● **EXERCISE MATERIAL**:
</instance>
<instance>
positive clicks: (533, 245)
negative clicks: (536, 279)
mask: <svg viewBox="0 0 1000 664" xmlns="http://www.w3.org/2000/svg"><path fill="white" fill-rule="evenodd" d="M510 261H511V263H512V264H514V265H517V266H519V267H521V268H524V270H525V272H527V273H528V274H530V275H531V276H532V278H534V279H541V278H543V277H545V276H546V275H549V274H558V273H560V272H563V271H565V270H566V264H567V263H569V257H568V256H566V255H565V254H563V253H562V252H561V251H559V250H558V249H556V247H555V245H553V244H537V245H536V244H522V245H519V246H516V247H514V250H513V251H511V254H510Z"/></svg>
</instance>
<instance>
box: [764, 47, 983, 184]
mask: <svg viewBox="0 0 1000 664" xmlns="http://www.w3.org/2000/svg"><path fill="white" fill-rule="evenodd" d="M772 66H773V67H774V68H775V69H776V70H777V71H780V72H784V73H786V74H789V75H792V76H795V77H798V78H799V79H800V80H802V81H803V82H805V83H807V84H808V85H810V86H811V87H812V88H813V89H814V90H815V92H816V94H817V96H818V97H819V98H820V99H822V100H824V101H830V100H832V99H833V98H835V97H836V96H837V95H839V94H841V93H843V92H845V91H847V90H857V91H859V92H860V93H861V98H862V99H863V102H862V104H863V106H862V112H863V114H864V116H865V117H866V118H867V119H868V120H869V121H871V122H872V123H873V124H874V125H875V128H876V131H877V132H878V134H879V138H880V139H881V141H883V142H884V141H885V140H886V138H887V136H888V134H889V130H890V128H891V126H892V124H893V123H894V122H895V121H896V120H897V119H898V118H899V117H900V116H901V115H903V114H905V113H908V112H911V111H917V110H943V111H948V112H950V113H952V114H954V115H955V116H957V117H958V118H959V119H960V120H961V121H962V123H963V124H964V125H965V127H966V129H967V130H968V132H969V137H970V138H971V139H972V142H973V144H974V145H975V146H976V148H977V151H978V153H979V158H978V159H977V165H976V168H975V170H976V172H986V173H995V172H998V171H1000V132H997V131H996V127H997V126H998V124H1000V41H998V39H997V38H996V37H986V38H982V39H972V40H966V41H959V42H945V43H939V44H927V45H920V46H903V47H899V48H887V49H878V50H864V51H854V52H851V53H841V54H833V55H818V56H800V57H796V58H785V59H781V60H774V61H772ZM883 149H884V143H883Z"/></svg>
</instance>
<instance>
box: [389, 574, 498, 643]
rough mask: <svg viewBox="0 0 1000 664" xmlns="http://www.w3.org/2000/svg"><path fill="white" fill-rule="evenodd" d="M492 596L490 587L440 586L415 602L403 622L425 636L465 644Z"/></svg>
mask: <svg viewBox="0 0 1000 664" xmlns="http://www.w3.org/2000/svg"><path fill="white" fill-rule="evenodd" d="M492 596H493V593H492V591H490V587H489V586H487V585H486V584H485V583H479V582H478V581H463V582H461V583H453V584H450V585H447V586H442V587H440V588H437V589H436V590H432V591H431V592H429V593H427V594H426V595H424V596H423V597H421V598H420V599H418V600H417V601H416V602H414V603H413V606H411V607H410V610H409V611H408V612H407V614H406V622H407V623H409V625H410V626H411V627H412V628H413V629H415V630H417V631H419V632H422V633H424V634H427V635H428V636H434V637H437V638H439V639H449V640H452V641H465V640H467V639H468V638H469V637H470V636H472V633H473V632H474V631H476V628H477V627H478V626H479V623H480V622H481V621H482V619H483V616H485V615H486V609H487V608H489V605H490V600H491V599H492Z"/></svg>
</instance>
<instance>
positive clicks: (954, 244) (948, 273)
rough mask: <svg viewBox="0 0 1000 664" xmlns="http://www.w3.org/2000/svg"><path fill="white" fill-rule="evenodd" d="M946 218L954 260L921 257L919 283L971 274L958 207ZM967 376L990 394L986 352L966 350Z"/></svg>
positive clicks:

● **DIRECTIONS**: Print every line of the records above without a single difference.

● **WORKED SOLUTION**:
</instance>
<instance>
positive clicks: (533, 245)
negative clicks: (536, 279)
mask: <svg viewBox="0 0 1000 664" xmlns="http://www.w3.org/2000/svg"><path fill="white" fill-rule="evenodd" d="M510 261H511V263H512V264H514V265H517V266H519V267H521V268H524V270H525V272H527V273H528V274H530V275H531V276H532V278H534V279H541V278H543V277H545V276H546V275H549V274H558V273H560V272H563V271H565V270H566V264H567V263H569V257H568V256H566V255H565V254H563V253H562V252H561V251H559V250H558V249H556V247H555V245H553V244H537V245H536V244H522V245H519V246H516V247H514V250H513V251H511V254H510Z"/></svg>
</instance>
<instance>
box: [764, 47, 983, 184]
mask: <svg viewBox="0 0 1000 664" xmlns="http://www.w3.org/2000/svg"><path fill="white" fill-rule="evenodd" d="M772 66H773V67H774V68H775V69H776V70H777V71H780V72H784V73H786V74H789V75H792V76H795V77H798V78H799V79H800V80H802V81H803V82H805V83H807V84H808V85H810V86H811V87H812V88H813V89H814V90H815V92H816V94H817V96H818V97H819V98H820V99H822V100H824V101H830V100H832V99H833V98H835V97H836V96H837V95H839V94H841V93H843V92H845V91H847V90H857V91H859V92H860V93H861V98H862V99H863V102H862V104H863V106H862V112H863V114H864V116H865V117H866V118H867V119H868V120H869V121H871V122H872V123H873V124H874V125H875V128H876V131H877V132H878V134H879V138H880V139H881V141H883V142H884V141H885V140H886V138H887V136H888V134H889V130H890V128H891V126H892V124H893V123H894V122H895V121H896V120H897V119H898V118H899V117H900V116H901V115H903V114H905V113H908V112H911V111H917V110H943V111H948V112H950V113H952V114H954V115H955V116H957V117H958V118H959V119H960V120H961V121H962V123H963V124H964V125H965V127H966V129H967V130H968V132H969V137H970V138H971V139H972V142H973V144H974V145H975V146H976V148H977V151H978V153H979V158H978V159H977V165H976V168H975V170H976V172H986V173H995V172H998V171H1000V132H997V131H996V127H997V126H998V124H1000V41H998V39H997V38H996V37H986V38H982V39H972V40H966V41H959V42H945V43H939V44H927V45H920V46H903V47H899V48H887V49H878V50H864V51H854V52H851V53H841V54H833V55H818V56H800V57H796V58H785V59H781V60H774V61H772ZM883 149H884V143H883Z"/></svg>
</instance>
<instance>
box: [389, 574, 498, 643]
rough mask: <svg viewBox="0 0 1000 664" xmlns="http://www.w3.org/2000/svg"><path fill="white" fill-rule="evenodd" d="M492 596L490 587L440 586L415 602L403 622L425 636L465 644Z"/></svg>
mask: <svg viewBox="0 0 1000 664" xmlns="http://www.w3.org/2000/svg"><path fill="white" fill-rule="evenodd" d="M492 596H493V593H492V591H490V587H489V586H487V585H486V584H485V583H479V582H478V581H463V582H461V583H453V584H450V585H447V586H442V587H440V588H437V589H436V590H432V591H431V592H429V593H427V594H426V595H424V596H423V597H421V598H420V599H418V600H417V601H416V602H414V603H413V606H411V607H410V610H409V611H408V612H407V614H406V622H407V623H409V625H410V626H411V627H412V628H413V629H415V630H417V631H419V632H422V633H424V634H427V635H428V636H434V637H437V638H439V639H449V640H452V641H465V640H467V639H468V638H469V637H470V636H472V633H473V632H474V631H476V628H477V627H478V626H479V623H480V622H481V621H482V619H483V616H485V615H486V609H487V608H489V605H490V600H491V599H492Z"/></svg>
</instance>
<instance>
positive clicks: (954, 244) (948, 273)
rough mask: <svg viewBox="0 0 1000 664" xmlns="http://www.w3.org/2000/svg"><path fill="white" fill-rule="evenodd" d="M946 218L954 260L921 257L919 283L971 274L958 207ZM967 376L990 394L986 352L966 350Z"/></svg>
positive clicks:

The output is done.